# What to produce
Reproduce verbatim the lines starting at the one containing "Would you be able to indicate the group" and ending at the one containing "column 594, row 85", both included.

# Provided entries
--- start ---

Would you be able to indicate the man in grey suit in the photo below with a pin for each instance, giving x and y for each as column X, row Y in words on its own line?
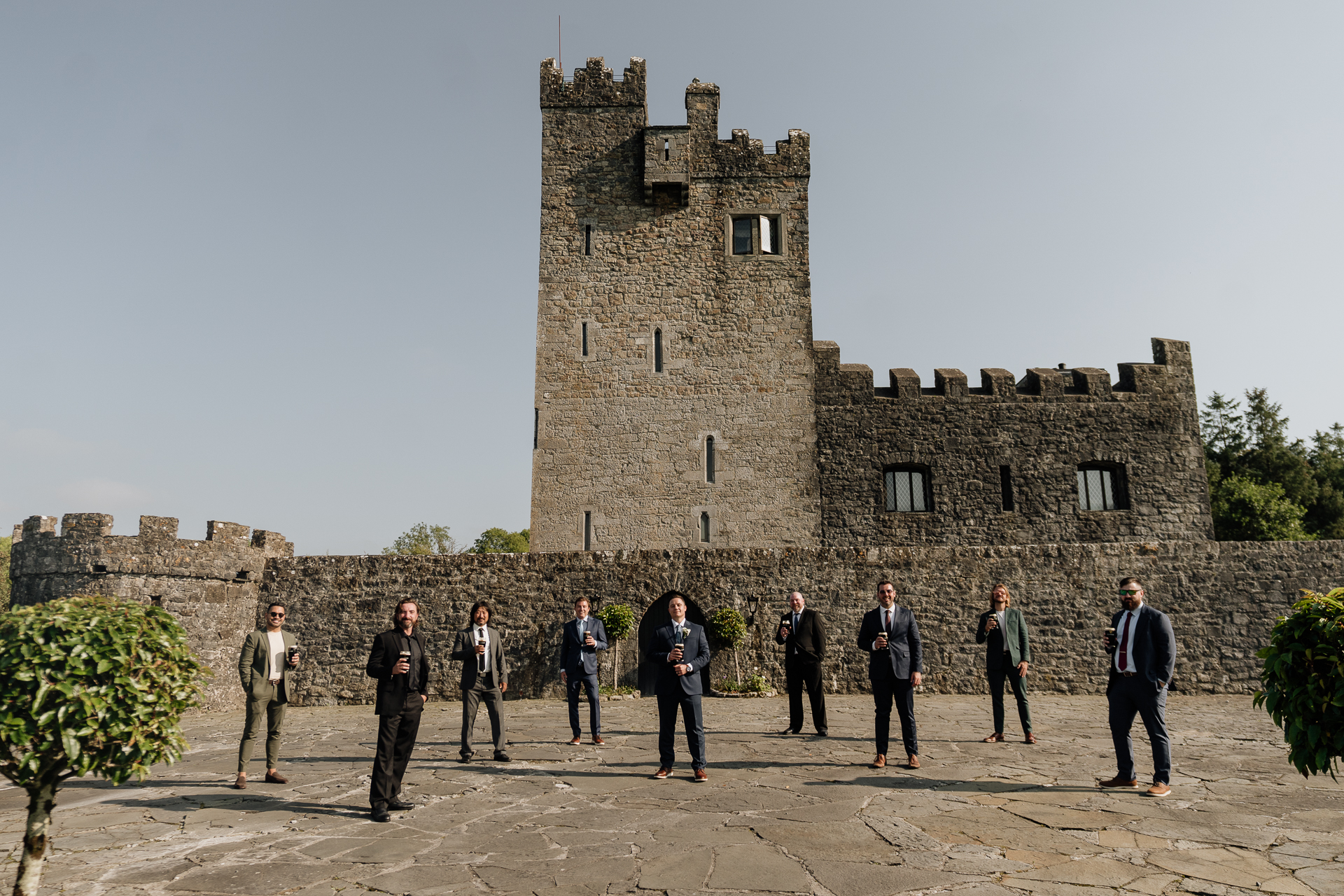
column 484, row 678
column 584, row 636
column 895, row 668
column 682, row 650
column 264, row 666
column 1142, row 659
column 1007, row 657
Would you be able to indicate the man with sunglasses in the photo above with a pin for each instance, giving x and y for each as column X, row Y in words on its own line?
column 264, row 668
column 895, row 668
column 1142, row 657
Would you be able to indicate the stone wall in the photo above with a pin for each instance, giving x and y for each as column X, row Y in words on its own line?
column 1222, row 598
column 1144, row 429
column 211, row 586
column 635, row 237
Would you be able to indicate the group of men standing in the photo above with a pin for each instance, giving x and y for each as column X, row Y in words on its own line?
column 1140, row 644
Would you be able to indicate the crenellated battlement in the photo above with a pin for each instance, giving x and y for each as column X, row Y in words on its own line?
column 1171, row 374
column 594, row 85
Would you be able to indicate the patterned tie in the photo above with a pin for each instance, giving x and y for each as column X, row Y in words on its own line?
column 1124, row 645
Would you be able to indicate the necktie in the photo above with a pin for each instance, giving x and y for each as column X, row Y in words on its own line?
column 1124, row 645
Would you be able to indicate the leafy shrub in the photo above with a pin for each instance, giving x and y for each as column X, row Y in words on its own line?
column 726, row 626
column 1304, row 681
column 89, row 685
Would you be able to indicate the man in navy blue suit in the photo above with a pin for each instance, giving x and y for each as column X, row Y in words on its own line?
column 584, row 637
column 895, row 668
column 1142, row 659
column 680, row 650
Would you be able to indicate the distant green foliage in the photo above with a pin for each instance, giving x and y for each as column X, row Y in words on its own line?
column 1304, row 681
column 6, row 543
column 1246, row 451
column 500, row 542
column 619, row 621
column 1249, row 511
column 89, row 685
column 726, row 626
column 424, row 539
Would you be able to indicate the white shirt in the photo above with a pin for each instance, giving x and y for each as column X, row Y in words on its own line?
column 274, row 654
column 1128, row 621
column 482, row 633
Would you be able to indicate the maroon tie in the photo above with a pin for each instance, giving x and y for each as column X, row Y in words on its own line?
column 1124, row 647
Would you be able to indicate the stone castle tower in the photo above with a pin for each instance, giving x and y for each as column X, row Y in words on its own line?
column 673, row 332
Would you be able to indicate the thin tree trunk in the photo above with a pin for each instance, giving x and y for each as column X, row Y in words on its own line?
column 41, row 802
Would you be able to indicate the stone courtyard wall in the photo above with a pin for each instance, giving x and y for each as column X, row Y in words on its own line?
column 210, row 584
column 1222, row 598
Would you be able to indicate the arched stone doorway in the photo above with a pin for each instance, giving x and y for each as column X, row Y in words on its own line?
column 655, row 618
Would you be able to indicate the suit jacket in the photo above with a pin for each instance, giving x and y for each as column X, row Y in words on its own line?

--- end ---
--- start ---

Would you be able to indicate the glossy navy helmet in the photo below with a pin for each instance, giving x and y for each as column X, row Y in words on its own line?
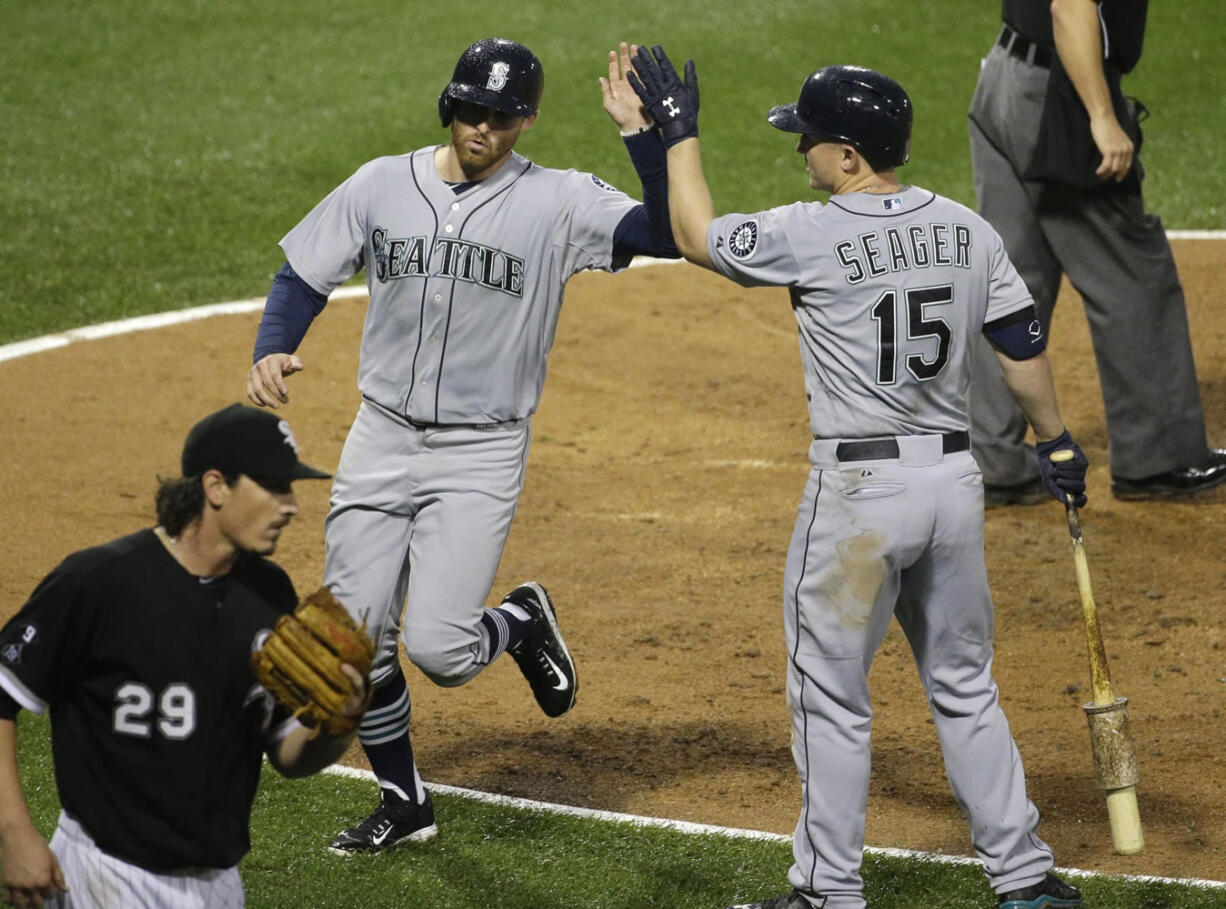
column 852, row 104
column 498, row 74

--- end ---

# Task answer
Would you be able to indicate the group of men standing in the photo above with a pin for each instance, giving x and y for each as column X, row Y in words on its own line?
column 1140, row 644
Would you be able to indicate the crenellated battlement in the photo above with a pin for each instance, giving x and y for each as column X, row Y in words on its own line?
column 1171, row 374
column 594, row 85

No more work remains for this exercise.